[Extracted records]
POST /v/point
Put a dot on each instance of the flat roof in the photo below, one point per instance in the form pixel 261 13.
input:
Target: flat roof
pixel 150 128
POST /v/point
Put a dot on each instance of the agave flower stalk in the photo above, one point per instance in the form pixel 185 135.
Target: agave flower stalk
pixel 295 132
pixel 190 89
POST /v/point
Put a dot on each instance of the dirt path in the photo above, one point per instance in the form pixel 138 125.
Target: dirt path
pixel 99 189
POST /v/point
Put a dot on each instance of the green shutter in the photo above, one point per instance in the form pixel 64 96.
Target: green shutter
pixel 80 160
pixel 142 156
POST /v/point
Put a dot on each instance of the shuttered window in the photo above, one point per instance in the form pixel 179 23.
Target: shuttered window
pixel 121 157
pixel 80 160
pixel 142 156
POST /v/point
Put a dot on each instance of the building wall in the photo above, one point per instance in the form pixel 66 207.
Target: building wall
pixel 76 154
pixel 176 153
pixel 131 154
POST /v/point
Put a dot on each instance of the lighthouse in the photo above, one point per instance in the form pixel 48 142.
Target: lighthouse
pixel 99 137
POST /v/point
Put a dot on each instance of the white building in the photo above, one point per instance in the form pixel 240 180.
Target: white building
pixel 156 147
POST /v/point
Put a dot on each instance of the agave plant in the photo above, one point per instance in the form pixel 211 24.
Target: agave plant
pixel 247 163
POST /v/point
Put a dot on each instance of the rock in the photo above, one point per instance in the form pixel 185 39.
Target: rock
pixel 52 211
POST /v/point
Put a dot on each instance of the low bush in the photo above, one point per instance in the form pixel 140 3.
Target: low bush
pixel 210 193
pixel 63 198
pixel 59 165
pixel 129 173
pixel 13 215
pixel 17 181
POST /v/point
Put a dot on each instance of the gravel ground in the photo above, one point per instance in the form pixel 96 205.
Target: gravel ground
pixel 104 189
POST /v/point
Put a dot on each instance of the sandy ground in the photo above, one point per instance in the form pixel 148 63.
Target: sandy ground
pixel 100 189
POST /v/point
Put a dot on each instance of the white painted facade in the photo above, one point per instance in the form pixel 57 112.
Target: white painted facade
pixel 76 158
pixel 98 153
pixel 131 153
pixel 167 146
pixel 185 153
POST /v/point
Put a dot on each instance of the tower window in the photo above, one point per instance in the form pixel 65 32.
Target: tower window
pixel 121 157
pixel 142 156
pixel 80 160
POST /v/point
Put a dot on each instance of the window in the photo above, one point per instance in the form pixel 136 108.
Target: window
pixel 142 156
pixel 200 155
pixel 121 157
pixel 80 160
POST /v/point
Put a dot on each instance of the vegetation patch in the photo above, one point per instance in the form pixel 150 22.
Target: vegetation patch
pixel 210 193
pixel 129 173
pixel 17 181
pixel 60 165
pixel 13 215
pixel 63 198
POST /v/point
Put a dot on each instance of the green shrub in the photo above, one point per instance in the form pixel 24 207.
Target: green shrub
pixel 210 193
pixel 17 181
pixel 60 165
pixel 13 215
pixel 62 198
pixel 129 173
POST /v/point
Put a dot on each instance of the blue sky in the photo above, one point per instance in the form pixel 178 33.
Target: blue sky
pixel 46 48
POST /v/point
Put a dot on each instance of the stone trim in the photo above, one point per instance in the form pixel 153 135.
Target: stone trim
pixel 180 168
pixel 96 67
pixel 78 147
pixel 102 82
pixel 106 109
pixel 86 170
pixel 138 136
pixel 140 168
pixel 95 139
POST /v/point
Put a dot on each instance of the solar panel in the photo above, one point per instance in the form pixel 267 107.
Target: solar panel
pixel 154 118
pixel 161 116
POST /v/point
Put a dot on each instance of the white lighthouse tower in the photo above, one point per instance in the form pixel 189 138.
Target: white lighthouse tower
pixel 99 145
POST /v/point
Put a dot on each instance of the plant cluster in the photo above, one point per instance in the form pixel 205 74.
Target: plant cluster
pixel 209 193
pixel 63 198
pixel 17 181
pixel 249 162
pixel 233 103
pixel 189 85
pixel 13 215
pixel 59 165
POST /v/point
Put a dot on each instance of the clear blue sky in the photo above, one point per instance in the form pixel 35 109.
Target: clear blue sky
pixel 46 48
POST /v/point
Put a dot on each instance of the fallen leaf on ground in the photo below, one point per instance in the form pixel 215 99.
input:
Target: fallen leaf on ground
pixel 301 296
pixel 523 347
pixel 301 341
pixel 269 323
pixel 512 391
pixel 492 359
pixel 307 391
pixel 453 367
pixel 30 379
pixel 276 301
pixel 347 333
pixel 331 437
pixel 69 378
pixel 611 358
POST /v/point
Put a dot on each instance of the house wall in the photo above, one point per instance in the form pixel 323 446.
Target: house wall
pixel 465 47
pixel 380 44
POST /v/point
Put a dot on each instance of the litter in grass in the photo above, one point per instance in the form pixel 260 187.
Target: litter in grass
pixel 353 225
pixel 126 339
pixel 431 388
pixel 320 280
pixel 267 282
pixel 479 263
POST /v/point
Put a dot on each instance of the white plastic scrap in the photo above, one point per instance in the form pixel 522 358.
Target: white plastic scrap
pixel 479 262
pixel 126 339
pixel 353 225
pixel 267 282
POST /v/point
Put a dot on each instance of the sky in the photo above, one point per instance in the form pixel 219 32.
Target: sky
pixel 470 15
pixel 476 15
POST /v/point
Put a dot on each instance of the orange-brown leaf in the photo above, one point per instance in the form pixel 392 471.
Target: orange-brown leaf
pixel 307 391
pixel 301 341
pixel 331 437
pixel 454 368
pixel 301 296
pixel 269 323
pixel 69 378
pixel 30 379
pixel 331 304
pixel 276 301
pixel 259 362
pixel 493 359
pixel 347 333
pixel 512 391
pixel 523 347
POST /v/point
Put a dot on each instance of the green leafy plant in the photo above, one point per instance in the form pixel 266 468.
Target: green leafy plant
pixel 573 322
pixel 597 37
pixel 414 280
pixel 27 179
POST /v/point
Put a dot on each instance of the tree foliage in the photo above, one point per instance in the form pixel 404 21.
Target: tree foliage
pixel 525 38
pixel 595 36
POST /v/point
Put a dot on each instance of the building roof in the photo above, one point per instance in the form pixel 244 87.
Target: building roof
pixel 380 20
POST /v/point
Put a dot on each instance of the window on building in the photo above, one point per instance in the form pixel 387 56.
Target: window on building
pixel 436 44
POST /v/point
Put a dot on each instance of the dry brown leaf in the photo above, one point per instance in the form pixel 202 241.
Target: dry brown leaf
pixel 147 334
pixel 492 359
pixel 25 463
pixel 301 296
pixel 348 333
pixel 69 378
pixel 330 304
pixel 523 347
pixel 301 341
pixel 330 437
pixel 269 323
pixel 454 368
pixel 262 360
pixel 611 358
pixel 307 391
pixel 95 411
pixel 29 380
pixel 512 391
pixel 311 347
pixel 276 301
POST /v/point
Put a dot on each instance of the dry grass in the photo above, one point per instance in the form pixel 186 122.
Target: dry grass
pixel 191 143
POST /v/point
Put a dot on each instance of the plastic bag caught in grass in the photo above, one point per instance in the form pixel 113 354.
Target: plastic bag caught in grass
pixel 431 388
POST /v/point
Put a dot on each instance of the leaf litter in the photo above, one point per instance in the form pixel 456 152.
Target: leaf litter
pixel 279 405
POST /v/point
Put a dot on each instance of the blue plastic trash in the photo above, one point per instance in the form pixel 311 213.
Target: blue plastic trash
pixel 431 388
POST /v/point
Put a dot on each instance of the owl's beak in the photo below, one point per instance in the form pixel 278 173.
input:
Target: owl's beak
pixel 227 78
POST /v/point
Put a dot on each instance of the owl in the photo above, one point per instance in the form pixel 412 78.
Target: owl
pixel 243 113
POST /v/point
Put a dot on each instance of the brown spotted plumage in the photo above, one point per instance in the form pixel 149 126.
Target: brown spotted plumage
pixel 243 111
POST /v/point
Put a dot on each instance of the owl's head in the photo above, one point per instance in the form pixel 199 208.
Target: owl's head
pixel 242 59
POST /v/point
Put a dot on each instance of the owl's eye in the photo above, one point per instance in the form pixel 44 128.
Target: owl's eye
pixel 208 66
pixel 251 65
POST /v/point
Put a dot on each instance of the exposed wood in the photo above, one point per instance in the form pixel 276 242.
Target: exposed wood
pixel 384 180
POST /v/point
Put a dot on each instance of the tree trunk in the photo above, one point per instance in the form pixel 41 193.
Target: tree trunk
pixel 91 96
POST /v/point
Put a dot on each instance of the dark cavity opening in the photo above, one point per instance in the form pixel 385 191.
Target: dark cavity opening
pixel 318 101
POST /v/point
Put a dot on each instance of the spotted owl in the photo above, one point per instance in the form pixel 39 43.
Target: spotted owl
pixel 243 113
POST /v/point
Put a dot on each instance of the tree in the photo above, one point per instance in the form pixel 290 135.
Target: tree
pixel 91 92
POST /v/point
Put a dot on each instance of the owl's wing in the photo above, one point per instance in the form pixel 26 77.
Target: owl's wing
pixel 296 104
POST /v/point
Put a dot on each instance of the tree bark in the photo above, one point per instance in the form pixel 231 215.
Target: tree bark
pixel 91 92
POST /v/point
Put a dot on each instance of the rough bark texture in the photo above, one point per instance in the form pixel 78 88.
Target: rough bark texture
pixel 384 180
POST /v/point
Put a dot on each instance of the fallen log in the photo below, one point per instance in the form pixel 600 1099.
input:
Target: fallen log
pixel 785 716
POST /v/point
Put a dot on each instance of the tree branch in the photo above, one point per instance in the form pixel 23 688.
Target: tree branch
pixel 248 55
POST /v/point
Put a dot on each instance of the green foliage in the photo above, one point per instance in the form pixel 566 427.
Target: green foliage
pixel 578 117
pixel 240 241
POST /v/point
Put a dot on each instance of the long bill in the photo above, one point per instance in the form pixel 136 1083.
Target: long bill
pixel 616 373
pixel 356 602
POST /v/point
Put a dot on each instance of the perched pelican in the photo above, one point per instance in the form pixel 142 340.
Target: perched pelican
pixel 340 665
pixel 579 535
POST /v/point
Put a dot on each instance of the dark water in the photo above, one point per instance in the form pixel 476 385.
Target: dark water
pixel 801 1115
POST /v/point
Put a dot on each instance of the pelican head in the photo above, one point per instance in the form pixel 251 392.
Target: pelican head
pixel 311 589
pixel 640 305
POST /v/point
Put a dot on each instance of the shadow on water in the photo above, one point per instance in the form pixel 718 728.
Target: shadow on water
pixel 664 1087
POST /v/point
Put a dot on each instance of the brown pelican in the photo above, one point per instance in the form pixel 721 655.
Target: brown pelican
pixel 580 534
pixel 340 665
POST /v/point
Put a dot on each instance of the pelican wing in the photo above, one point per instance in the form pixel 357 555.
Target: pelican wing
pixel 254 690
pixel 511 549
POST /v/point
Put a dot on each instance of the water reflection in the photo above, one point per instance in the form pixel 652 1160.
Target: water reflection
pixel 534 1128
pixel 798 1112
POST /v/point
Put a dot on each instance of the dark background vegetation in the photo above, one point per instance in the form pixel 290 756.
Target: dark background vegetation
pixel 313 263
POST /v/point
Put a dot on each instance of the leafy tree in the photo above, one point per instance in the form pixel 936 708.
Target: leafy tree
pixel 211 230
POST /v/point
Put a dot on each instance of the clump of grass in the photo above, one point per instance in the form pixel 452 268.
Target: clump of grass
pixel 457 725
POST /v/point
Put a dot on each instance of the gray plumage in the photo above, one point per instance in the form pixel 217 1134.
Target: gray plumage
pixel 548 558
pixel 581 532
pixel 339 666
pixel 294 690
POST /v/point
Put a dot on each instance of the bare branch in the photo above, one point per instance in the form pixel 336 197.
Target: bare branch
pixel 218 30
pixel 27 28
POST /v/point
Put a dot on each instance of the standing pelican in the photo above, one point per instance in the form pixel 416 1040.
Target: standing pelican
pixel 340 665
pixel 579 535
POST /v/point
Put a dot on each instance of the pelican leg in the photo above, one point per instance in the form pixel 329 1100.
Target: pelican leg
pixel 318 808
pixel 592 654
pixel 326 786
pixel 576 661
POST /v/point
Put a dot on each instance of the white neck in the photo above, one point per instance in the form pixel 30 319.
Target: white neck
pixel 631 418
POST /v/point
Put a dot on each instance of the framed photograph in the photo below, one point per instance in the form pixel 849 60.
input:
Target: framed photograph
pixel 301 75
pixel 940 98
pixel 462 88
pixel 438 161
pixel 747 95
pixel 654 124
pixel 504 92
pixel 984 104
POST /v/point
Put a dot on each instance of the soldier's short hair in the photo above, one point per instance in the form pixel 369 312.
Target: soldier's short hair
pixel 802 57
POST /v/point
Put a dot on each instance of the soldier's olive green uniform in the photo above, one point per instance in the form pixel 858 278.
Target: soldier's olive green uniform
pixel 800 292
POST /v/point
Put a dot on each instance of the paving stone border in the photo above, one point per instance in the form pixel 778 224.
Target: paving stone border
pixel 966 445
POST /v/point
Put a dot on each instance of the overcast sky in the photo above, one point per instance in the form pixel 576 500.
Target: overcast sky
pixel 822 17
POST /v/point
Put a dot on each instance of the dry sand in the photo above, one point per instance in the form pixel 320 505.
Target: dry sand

To be done:
Reproduce the material from its opening line down to and including the line that holds "pixel 131 154", leaving every line unchanged.

Output for this task:
POST /v/point
Put a dot on each instance of the flat roof in the photo below, one point per instance in the form pixel 261 13.
input:
Target: flat roof
pixel 150 128
POST /v/point
Put a dot on each instance of the agave flower stalk in the photo above, one point per instance in the form pixel 185 135.
Target: agave flower stalk
pixel 295 132
pixel 190 89
POST /v/point
Put a dot on each instance of the dirt path in the photo above, one point per instance in the form pixel 138 125.
Target: dirt path
pixel 99 189
POST /v/point
Put a dot on each instance of the green shutter in the photo above, one point per instance in the form pixel 64 96.
Target: green shutter
pixel 80 160
pixel 142 156
POST /v/point
Put a dot on each instance of the shuttered window in the photo above, one point per instance in the form pixel 179 23.
Target: shuttered window
pixel 121 157
pixel 80 160
pixel 142 156
POST /v/point
Put a dot on each instance of the building wall in the photo above, one point per instance in the form pixel 66 207.
Target: building wall
pixel 76 154
pixel 176 153
pixel 131 154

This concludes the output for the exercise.